### Task input
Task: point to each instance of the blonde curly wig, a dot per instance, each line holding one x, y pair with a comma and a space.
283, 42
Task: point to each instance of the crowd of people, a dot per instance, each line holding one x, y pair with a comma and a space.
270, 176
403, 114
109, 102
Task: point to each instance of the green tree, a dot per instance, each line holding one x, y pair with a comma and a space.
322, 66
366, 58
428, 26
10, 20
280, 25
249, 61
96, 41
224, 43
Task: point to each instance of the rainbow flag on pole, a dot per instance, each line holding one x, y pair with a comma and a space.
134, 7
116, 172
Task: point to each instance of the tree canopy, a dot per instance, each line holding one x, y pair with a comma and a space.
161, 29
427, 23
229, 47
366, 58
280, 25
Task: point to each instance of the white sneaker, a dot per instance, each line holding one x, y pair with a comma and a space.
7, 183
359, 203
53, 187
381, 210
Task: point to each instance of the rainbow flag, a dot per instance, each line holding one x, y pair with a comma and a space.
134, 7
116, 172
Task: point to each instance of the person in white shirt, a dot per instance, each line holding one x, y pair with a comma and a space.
==
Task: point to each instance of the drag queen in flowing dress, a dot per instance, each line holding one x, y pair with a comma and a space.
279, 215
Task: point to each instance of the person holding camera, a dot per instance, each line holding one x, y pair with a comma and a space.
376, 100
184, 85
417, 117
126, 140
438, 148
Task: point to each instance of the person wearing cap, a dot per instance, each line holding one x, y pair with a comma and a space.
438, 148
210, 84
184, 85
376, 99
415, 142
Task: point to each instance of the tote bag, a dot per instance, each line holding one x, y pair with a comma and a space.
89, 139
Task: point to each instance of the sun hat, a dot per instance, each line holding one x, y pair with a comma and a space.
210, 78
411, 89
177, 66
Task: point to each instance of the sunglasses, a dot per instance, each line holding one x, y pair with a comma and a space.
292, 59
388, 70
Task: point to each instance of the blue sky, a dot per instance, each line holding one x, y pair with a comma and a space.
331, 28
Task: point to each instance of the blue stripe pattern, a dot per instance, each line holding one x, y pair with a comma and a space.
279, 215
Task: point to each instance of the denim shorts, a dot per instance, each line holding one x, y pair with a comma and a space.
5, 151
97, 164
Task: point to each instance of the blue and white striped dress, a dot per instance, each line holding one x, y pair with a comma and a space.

### Problem statement
Format the data above, from the line containing "Task: point to each instance of the blue stripe" through the line containing "Task: point to each instance of the blue and" (both included), as a JSON list of strings, one per line, leaving out blank lines.

### Full answer
[
  "Task: point to each instance of the blue stripe pattern, a dot per instance, each line holding one x, y pair with a comma and a space.",
  "279, 215",
  "Task: point to each instance of the denim shorts, a dot per instance, each line holding one x, y pair with a comma and a space.",
  "5, 151",
  "97, 164",
  "Task: point to each instance of the blue and white striped dress, a dot per instance, each line holding one x, y pair with a comma and a space."
]